INPUT MATERIAL =>

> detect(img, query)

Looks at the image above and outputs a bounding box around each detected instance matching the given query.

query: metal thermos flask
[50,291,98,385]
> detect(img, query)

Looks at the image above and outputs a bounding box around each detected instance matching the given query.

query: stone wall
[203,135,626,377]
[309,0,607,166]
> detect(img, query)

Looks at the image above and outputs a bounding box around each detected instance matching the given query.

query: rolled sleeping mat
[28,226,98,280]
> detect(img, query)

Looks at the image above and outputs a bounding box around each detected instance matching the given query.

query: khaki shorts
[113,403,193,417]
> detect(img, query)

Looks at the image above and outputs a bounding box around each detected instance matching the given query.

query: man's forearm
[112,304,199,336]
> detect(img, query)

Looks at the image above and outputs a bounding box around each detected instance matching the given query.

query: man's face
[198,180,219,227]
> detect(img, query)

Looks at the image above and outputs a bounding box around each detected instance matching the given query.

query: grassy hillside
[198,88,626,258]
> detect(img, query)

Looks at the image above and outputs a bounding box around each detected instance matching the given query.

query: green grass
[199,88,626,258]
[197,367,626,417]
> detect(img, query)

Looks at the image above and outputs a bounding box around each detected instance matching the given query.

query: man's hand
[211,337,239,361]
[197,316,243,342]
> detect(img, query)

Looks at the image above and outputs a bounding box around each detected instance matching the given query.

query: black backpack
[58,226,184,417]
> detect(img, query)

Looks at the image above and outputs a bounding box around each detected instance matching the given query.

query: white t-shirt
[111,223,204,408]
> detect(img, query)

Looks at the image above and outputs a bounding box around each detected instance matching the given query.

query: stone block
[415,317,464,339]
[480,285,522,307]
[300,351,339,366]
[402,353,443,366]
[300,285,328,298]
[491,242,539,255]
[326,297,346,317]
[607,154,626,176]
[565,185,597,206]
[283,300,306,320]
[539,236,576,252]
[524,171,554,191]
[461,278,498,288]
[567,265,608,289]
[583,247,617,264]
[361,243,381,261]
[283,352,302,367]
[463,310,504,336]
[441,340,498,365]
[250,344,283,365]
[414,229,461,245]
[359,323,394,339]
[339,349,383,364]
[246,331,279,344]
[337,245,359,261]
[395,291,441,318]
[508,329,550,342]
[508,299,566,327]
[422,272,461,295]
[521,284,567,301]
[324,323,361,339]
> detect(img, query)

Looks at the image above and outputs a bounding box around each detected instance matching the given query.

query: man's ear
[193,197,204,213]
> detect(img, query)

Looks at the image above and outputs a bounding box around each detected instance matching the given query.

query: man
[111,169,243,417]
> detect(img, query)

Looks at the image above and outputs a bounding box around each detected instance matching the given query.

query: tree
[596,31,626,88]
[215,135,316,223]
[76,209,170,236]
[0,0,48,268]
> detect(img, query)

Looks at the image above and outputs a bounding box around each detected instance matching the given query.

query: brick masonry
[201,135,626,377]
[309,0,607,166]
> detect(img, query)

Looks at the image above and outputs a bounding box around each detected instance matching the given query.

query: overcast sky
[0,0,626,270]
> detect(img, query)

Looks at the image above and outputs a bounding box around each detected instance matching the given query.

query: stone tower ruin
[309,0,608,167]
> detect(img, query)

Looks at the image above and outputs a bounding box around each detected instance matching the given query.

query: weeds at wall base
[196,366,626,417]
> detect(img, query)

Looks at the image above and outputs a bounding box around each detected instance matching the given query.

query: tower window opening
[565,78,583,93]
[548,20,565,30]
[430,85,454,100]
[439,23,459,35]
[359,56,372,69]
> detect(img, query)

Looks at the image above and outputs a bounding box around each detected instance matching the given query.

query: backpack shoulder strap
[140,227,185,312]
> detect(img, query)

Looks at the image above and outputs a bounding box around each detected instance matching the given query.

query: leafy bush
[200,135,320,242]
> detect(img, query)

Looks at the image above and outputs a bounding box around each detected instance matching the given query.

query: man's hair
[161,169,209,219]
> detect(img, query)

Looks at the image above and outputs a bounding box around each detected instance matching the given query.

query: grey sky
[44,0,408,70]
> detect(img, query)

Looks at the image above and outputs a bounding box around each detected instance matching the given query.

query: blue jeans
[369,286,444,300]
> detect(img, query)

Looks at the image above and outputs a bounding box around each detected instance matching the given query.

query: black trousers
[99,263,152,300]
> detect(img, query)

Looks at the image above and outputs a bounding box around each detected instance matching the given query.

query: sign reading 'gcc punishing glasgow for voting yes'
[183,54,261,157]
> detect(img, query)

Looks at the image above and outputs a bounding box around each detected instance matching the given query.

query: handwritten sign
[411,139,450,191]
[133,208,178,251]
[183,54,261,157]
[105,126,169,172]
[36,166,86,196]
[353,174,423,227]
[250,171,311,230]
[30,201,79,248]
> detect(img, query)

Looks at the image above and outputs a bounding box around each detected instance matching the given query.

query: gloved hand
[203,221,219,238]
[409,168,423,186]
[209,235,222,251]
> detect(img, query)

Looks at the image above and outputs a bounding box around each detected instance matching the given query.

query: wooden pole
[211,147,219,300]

WHAT YOU HAVE TO DO =>
Reproduce every entry above word for word, preserving each line in its original order.

RESULT BELOW =>
> detect(img, query)

Looks at the image above and outputs a bounding box around each detected instance matching the given query.

query: metal thermos flask
[50,291,98,385]
> detect(img, query)

Looks at the image above and outputs a bounding box around each detected instance matching the given query.

query: stone wall
[203,135,626,377]
[309,0,607,166]
> detect(img, query)

Looks at the image above and outputs a bounding box around each detected instance matching the given query.

query: rolled sleeping mat
[28,226,98,280]
> detect(img, query)

Looks at the image above and outputs a bounding box around each detected instance matching the given query.

query: khaki shorts
[113,403,193,417]
> detect(img, query)

Looks at the image above and outputs a bounding box around each detected instance matching the given query.

query: man's forearm
[112,304,199,336]
> detect(img, query)

Looks at the image above and outputs a bounding box around each detected instance matching the given query.

query: man's face
[198,180,219,227]
> detect(img, query)

Looks at the image above and outputs a bounding box around each detected instance matching the given query.

query: grassy hillside
[198,88,626,258]
> detect(img, query)

Looks at the image above and outputs a bounding box around each detected instance matching the given query.

query: green grass
[199,88,626,258]
[197,367,626,417]
> detect(img, query)

Looks at the image above and outputs a bounding box around each detected instance matching the given query.

query: man's hand
[211,337,239,361]
[197,316,243,342]
> detect(img, query)

Looks at the image above and outputs a bounding box around each detected instance matching the given query.

query: black backpack
[58,226,184,417]
> detect(img, query)

Looks at the image above and outputs a bounding box around each detected instance matching the given query.

query: white t-shirt
[111,223,204,408]
> detect(img, query)

Looks at the image above and outputs a bounding box around each detected instance matching the given query.

query: stone block
[415,317,464,339]
[480,285,522,307]
[300,351,339,366]
[402,353,443,366]
[300,285,328,298]
[491,242,539,255]
[326,297,346,317]
[607,154,626,176]
[565,185,597,206]
[283,300,306,320]
[539,236,576,252]
[524,171,554,191]
[461,278,498,288]
[567,265,608,289]
[583,247,617,264]
[361,243,381,261]
[283,352,302,367]
[463,310,504,336]
[441,340,498,365]
[250,344,283,365]
[414,229,461,245]
[359,323,394,339]
[339,349,383,364]
[246,331,279,344]
[337,245,359,261]
[395,291,441,318]
[508,329,550,342]
[508,299,566,327]
[422,272,461,295]
[521,284,567,301]
[324,323,361,339]
> detect(img, query)

Looks at the image above and outputs a bounding box around each detected instance matching the given query.

query: man's ear
[193,197,204,213]
> detect(img, query)

Looks at the image above and outputs a bounding box around each detected instance matching the given query.

query: man
[111,169,243,417]
> detect(img, query)

Looks at the image above and outputs a bounding box around each detected instance matching the given query.

query: tree
[596,31,626,88]
[215,135,316,223]
[76,209,170,236]
[0,0,48,268]
> detect(img, query)

Looks at the image above and outputs a bounding box around each detected instance matching the given query.

query: brick masonry
[201,135,626,377]
[309,0,607,166]
> detect(img, query)

Looks at the image above and outputs a bounding box around each detected instance matching the given query.

query: overcast sky
[0,0,626,270]
> detect(img, query)

Looks at the image above and outputs a bounding box around each detected instance matching the given query.

query: stone tower ruin
[309,0,608,167]
> detect(img, query)

Looks at the image above and outputs a bounding box around each detected instance matching the given query.

query: weeds at wall base
[196,366,626,417]
> detect(img, query)

Looks at the image above and outputs a bounding box around each detected instance matching the given query.

query: tower window opening
[565,78,583,93]
[548,20,565,30]
[430,85,454,100]
[439,23,459,35]
[359,56,372,69]
> detect(img, query)

Looks at the image above and outputs a bounding box around each detected instance matching the given query.

query: backpack shoulder strap
[140,227,185,312]
> detect(img, query)

Looks at the image above and outputs a bounding box around each detected instance matching the given query.

query: leafy bush
[200,135,320,242]
> detect(img, query)

Looks at the image above and outputs a bounding box around each detected instance matching the given query.

query: man's hair
[161,169,209,219]
> detect(img, query)

Looks at the image above and outputs a bounding box around each detected instance matching the given query.

query: grey sky
[44,0,408,70]
> detect(img, query)

Looks at the image above and outputs a bounding box around each detected instance matching the given query.

query: blue jeans
[369,286,444,300]
> detect(img, query)

Looks at the image above and outputs a bounding box around each detected instance matching the given query.

query: black trousers
[99,263,152,300]
> detect(img, query)

Looks at the image above and outputs a bounding box around each detected instance matching the given query.

query: sign reading 'gcc punishing glasgow for voting yes'
[183,54,261,157]
> detect(img, query)

Looks at the image above and outputs a bounding box around each detected instance matching the given query.

query: handwritten sign
[411,139,450,191]
[133,208,178,251]
[183,54,261,157]
[105,126,169,172]
[36,166,86,196]
[353,174,423,227]
[250,171,311,230]
[30,201,79,248]
> detect(img, query)

Looks at the image above and outputs a bounding box around each detected instance matching the given query.

query: gloved hand
[203,221,219,238]
[409,168,423,186]
[209,235,222,251]
> detect(img, query)

Looks at the image above and outputs a bounding box around each detected instance matching the given query.

query: wooden pole
[211,147,219,300]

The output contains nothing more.